### [TÂCHES À RÉALISER]
**a.** Reproduisez à l'identique le passage de l'article sur la fausse information de Taghit, de « De Cologne à » à « (Sud-ouest de l’Algérie). ».
**b.** Réécrivez uniquement les enregistrements, de la ligne contenant « boat canopy, locate » jusqu'à la fin des enregistrements, énoncés compris, en décalant de 10 chaque coordonnée figurant dans les réponses.

### [TEXTE SOURCE]
╭──

De Cologne à Taghit, le niveau zéro de l’information
Mohamed Mehdi (Journaliste – Alger), 5 janvier 2018
A la veille de la nouvelle année, les réseaux sociaux se sont enflammés autour de ce qui a été présenté, par six journaux électroniques algériens, comme une tentative d’interdiction du réveillon à Taghit, une commune touristique de la wilaya de Béchar (Sud-ouest de l’Algérie).
Telle que présentée par ces sites, « l’information », qui s’avère n’être qu’un fake news, avait de quoi inciter les « âmes modernistes » sur les réseaux sociaux, à partir en « croisade » contre les « intégristes ».
Tout part d’une vidéo de 33 secondes partagée sur Facebook. Mais le traitement qui en a été fait, par les six journaux électroniques, donne à cette vidéo des dimensions d’un roman « Colognialiste » : Travestir les faits en mettant en scène d’autres « acteurs » avec d’autres « motivations ». Cela rappelle le traitement médiatique des agressions sexuelles de femmes dans les rues de Cologne, la nuit du 31 décembre 2015, qui avait désigné, sans attendre les enquêtes, les coupables comme étant des « réfugiés » issus du monde arabo-musulman, arrivés avec leur « misère sexuelle ».

╰──

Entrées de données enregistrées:
╭──

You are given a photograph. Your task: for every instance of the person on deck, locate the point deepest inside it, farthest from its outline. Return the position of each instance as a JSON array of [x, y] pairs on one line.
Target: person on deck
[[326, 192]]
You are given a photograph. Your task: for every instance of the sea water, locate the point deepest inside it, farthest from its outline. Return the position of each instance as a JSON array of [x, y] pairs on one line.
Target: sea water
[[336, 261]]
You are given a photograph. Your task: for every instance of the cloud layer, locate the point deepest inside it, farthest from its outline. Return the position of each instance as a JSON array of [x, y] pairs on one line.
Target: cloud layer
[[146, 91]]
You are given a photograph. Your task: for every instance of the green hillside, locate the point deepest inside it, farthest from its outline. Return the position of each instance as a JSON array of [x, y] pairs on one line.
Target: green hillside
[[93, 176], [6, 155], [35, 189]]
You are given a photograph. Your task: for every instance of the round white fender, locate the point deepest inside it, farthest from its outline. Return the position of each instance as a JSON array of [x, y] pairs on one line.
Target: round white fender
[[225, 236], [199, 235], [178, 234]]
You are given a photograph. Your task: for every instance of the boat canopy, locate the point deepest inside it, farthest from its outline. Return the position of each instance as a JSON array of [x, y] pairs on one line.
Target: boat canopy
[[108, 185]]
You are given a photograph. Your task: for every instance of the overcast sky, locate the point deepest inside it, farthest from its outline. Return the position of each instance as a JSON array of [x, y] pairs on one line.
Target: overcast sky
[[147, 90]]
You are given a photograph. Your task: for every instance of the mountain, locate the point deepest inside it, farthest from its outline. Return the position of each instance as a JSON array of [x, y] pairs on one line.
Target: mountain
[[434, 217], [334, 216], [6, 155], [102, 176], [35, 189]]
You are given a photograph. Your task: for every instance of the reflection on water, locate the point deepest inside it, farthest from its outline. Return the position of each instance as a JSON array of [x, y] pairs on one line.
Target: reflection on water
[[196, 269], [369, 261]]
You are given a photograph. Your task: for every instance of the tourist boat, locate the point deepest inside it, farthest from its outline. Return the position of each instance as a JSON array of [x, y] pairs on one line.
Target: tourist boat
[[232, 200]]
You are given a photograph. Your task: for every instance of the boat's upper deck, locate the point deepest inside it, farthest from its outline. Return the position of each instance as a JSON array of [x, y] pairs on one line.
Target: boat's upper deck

╰──

### [SOLUTIONS CI-DESSOUS]
**a.**
De Cologne à Taghit, le niveau zéro de l’information
Mohamed Mehdi (Journaliste – Alger), 5 janvier 2018
A la veille de la nouvelle année, les réseaux sociaux se sont enflammés autour de ce qui a été présenté, par six journaux électroniques algériens, comme une tentative d’interdiction du réveillon à Taghit, une commune touristique de la wilaya de Béchar (Sud-ouest de l’Algérie).

**b.**
You are given a photograph. Your task: for every instance of the boat canopy, locate the point deepest inside it, farthest from its outline. Return the position of each instance as a JSON array of [x, y] pairs on one line.
Target: boat canopy
[[118, 195]]
You are given a photograph. Your task: for every instance of the overcast sky, locate the point deepest inside it, farthest from its outline. Return the position of each instance as a JSON array of [x, y] pairs on one line.
Target: overcast sky
[[157, 100]]
You are given a photograph. Your task: for every instance of the mountain, locate the point deepest inside it, farthest from its outline. Return the position of each instance as a JSON array of [x, y] pairs on one line.
Target: mountain
[[444, 227], [344, 226], [16, 165], [112, 186], [45, 199]]
You are given a photograph. Your task: for every instance of the reflection on water, locate the point deepest inside it, farthest from its outline. Return the position of each instance as a JSON array of [x, y] pairs on one line.
Target: reflection on water
[[206, 279], [379, 271]]
You are given a photograph. Your task: for every instance of the tourist boat, locate the point deepest inside it, farthest from its outline. Return the position of each instance as a JSON array of [x, y] pairs on one line.
Target: tourist boat
[[242, 210]]
You are given a photograph. Your task: for every instance of the boat's upper deck, locate the point deepest inside it, farthest from its outline. Return the position of each instance as a JSON array of [x, y] pairs on one line.
Target: boat's upper deck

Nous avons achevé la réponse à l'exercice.